[Document section]
****************
I did mention that it was basically SHM, but here there is a kind of forcing term. To take the standard SHM formulae and assume they apply would be distinctly unrigorous, but if your teacher has sanctioned it...
So, what can you write down for the period, treating this as SHM?

 

[squareroot]

the period is T=2pisqrt(m/k)

 

[haruspex]

the period is T=2π√(m/k)

Of course, but what is k in this context? Without the differential equation, it's not obvious. When you have determined the period, T, what do you think the stopping time will be?

 

[squareroot]

well i won t be studying differential equation 3 years from now so this is a bit hard for me.
Does k=MU?
As far as what the stopping time is , i have no idea.

 

[squareroot]

A, as for the time. does 2t=T? because T is the time of a complete oscillation and the body will have to go all the way down and back up so that we can say that he completed a full oscillation.

 

[haruspex]

well i won t be studying differential equation 3 years from now so this is a bit hard for me.
Does k=MU?

No. With a spring, the restoring force is kx. What is the force up the slope here?

As far as what the stopping time is , i have no idea.

The mass starts from rest. How long does it take a pendulum to go from being momentarily at rest to being so again?

 

[squareroot]

well the force is the tangential gravity minius the friction force,mgsinalpha-muN=mg(sinalpha-bxcosalpha)

 

[squareroot]

but what do i do from here?

 

[haruspex]

well the force is the tangential gravity minius the friction force,mgsinalpha-muN=mg(sinalpha-bxcosalpha)

Right. Here, in the absence of a proper ODE treatment, you have to take it on trust that the relevant part will be the coefficient of x in that force. So ignore the constant component. Comparing this with the restoring force from a spring, what equates to k?

 

[squareroot]

that s exactly what i can t figure out!

 

[haruspex]

Treating the friction up the plane as the 'restoring force' (because the downplane component of gravity is constant), it's mgbxcos(β). The restoring force in a spring is kx. If we're to regard the one as equivalent to the other, what is k equal to?

 

[squareroot]

ok, so i have the period now,can i write that time t=1/4T ?because the body moves only quarter in the time t:)

 

[haruspex]

ok, so i have the period now,can i write that time t=1/4T ?because the body moves only quarter in the time t:)

Yet again, without the reassurance of the differential equations it's unclear what fraction of a period the time to stopping represents. It turns out that the way to think of it is that its speed is 0 initially and you want the time until its speed is zero again.

 

[squareroot]

All i know is that there is a way to solve this without using differential equations , and that's for sure.

Another tip from my teacher, the restoring force is not just bxmgcoslapha , he said that i need to find a way to write this entire expression mgsinalpha-bxmgcosalpha unter the form kx , the entire expression not just the friction force.

 

[haruspex]

the restoring force is not just bxmgcoslapha , he said that i need to find a way to write this entire expression mgsinalpha-bxmgcosalpha unter the form kx , the entire expression not just the friction force.

True. It just takes a change of variable. I.e. you have to measure x from a different origin. Can you see how to do this?

 

[squareroot]

No.I'm really stuck with this one, i think I'm having the biggest mind block of my life so far.

 

[haruspex]

No.I'm really stuck with this one, i think I'm having the biggest mind block of my life so far.
****************
[Records from a collection]
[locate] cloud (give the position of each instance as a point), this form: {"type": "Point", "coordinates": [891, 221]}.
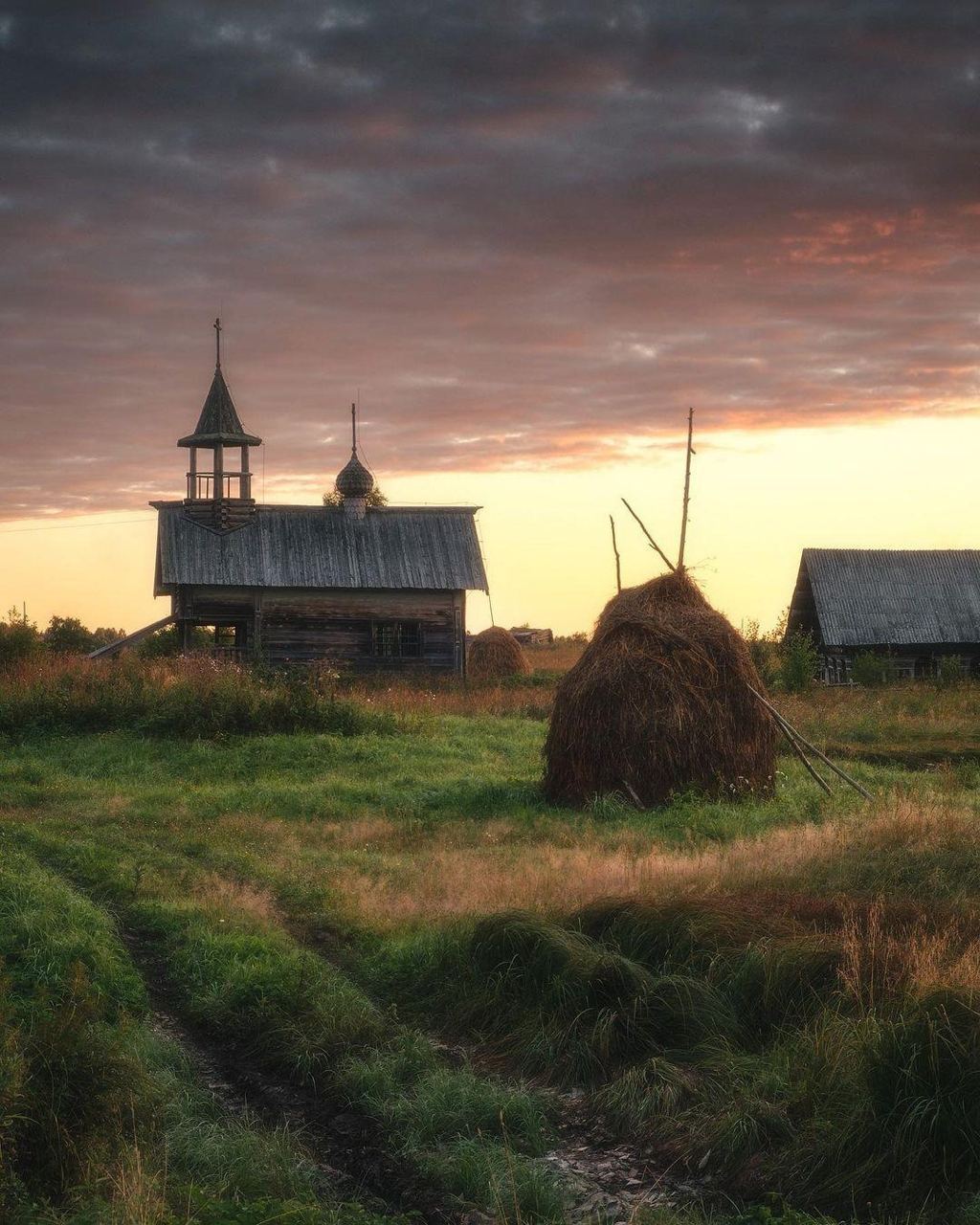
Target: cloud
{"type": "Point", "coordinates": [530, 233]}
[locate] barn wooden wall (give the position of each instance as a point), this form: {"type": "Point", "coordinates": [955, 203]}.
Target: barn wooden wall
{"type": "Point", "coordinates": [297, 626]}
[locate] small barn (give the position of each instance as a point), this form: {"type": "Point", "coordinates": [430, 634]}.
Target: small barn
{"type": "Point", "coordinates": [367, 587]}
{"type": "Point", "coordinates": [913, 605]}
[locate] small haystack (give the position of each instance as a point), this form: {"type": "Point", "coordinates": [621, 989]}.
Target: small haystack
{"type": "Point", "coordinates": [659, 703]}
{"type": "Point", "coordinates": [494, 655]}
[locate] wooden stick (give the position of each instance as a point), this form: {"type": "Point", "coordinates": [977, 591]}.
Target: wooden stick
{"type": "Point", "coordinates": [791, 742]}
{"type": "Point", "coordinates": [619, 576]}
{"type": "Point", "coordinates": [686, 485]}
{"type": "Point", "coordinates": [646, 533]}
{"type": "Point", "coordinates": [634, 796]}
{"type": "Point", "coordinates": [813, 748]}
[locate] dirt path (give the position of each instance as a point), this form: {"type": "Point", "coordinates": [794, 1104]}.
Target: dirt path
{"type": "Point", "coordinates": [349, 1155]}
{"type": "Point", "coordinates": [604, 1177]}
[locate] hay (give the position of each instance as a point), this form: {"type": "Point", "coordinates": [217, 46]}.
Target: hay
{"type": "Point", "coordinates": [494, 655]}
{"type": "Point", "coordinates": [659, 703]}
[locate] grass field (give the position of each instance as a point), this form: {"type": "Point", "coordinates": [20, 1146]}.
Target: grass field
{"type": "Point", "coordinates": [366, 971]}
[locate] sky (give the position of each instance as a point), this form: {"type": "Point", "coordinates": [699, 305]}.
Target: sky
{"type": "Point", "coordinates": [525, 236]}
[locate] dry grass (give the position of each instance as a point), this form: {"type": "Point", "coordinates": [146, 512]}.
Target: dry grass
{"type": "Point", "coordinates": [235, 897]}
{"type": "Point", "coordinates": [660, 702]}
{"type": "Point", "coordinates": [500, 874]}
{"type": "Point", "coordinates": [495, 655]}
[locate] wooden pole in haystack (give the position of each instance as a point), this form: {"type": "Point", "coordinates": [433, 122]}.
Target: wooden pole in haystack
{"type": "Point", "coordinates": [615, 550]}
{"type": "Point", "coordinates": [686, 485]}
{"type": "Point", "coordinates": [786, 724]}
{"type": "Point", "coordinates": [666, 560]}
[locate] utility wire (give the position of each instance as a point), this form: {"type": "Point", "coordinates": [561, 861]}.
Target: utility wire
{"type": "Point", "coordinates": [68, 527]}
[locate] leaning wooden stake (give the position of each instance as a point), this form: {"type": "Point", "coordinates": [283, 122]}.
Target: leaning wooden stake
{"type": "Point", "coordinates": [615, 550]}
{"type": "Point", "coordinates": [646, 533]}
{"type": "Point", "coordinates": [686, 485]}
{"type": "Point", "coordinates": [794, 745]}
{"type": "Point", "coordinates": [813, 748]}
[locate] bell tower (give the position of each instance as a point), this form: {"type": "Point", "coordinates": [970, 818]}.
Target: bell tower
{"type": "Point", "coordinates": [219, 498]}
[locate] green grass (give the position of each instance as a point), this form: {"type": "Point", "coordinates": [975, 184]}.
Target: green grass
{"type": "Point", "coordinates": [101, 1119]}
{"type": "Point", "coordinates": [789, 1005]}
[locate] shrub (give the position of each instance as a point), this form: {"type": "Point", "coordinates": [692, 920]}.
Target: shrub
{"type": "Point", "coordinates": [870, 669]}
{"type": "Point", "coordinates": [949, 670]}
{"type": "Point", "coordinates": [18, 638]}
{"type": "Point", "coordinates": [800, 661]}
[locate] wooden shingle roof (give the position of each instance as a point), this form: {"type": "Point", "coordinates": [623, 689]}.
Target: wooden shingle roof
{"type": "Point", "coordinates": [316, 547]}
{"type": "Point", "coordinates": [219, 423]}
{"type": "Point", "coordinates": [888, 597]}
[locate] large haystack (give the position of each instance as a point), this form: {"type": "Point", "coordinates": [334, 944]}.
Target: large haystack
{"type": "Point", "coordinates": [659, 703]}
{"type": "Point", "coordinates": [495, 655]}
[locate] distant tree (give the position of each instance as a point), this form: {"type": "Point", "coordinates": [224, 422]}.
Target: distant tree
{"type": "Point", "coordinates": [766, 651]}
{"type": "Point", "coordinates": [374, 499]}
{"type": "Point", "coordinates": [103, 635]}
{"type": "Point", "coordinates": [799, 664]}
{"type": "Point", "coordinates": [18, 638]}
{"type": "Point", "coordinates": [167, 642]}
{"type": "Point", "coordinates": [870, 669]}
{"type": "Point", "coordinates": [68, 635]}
****************
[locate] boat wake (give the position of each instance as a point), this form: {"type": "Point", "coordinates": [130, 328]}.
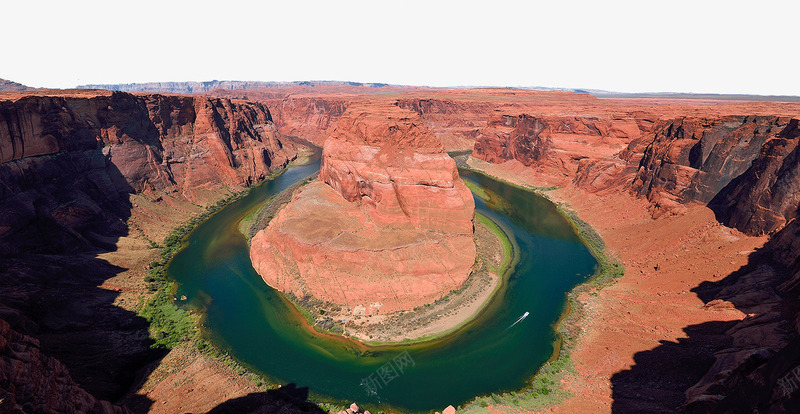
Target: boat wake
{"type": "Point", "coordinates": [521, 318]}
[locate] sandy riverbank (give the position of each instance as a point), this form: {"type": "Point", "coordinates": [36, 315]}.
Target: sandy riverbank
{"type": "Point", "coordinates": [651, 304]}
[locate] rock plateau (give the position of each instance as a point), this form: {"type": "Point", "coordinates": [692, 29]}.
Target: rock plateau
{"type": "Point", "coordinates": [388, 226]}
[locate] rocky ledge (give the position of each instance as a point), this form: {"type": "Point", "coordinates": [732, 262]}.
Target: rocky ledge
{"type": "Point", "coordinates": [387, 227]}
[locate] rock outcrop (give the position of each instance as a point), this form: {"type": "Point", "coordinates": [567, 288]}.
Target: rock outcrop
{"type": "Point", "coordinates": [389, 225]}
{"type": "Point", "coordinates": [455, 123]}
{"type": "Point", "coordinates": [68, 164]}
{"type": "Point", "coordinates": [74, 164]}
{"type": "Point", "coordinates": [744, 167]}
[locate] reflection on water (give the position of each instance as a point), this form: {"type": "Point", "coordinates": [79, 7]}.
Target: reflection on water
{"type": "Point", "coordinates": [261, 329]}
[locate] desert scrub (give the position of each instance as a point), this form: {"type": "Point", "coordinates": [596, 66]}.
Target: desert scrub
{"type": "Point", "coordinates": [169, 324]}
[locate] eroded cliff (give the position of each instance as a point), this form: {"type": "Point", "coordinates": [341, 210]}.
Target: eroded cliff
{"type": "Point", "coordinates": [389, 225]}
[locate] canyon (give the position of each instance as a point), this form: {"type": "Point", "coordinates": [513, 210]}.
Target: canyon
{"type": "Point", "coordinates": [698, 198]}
****************
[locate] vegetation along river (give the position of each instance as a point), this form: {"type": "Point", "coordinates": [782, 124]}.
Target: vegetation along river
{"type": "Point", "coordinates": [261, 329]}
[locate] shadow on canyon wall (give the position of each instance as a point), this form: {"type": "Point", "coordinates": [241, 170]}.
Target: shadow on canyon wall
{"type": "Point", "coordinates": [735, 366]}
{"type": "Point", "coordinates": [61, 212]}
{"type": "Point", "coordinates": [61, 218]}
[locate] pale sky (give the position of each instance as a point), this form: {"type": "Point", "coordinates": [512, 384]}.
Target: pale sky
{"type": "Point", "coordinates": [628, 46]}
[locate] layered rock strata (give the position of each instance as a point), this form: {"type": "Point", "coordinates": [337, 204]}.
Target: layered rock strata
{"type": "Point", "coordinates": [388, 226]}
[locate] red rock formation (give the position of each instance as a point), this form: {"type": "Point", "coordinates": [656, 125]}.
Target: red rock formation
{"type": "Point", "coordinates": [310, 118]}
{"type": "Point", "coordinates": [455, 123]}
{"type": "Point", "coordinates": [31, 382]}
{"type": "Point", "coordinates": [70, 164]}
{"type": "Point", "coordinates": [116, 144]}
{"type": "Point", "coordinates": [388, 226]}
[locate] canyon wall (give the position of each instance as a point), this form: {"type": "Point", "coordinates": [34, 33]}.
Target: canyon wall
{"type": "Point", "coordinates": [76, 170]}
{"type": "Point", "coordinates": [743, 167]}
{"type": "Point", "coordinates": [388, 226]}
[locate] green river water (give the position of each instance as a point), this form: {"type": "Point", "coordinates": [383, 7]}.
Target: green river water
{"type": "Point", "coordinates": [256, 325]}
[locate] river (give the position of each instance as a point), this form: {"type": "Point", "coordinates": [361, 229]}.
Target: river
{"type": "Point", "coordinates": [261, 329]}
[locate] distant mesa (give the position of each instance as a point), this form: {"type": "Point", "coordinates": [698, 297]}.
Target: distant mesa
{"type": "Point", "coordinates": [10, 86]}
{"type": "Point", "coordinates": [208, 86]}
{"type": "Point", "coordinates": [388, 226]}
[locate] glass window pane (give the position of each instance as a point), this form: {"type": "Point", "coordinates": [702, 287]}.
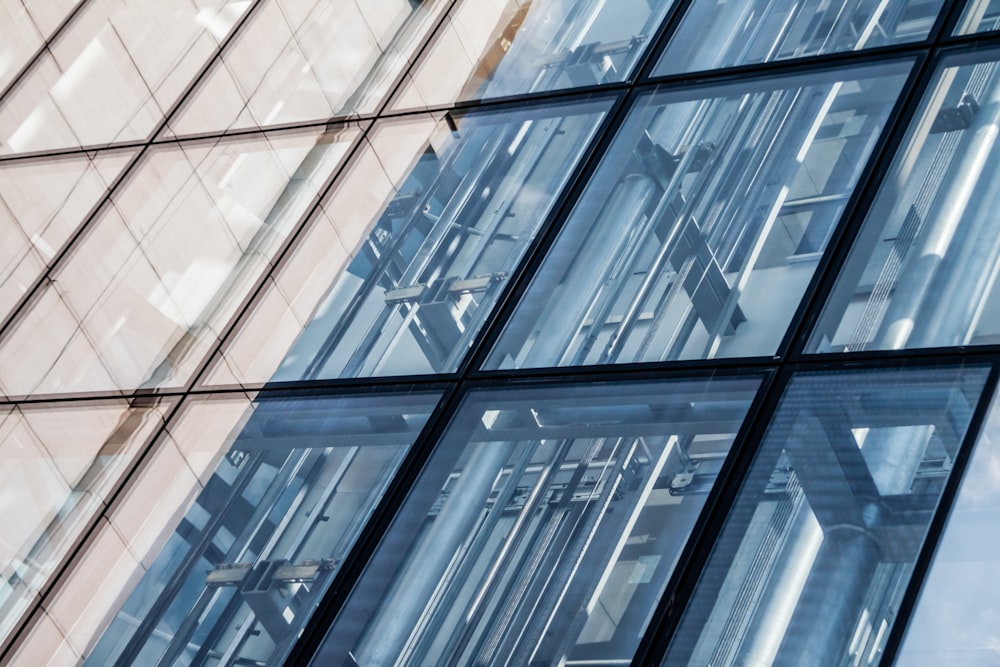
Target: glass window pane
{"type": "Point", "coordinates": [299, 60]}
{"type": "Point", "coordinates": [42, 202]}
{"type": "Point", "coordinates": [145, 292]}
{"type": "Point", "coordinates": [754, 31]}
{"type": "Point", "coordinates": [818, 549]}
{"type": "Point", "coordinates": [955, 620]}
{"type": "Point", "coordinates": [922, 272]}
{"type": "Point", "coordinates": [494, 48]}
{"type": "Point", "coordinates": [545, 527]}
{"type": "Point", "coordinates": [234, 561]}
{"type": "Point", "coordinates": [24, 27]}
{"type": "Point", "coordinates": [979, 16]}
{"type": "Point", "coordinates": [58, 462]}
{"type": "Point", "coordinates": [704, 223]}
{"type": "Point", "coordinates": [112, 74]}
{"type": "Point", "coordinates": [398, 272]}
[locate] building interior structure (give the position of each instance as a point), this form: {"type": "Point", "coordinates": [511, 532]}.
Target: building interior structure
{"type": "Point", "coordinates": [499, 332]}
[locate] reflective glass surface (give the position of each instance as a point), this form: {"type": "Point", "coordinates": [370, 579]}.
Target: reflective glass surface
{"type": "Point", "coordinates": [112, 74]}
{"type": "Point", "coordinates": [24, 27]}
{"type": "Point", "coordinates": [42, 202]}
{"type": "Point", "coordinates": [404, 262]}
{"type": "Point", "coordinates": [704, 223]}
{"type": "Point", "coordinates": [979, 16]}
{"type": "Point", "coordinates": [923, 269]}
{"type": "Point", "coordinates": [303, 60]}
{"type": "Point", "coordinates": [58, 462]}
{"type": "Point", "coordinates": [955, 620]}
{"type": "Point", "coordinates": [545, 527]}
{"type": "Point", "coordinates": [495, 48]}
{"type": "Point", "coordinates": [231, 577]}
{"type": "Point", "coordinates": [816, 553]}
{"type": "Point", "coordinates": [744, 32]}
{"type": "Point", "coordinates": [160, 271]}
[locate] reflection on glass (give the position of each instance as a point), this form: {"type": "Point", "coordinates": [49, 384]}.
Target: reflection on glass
****************
[Problem statement] Rewrite the part of the forum thread from "A, as for the" up to and including "a full oscillation.", putting "cycle" in place of "oscillation". None of the records are needed.

[Exercise response]
A, as for the time. does 2t=T? because T is the time of a complete cycle and the body will have to go all the way down and back up so that we can say that he completed a full cycle.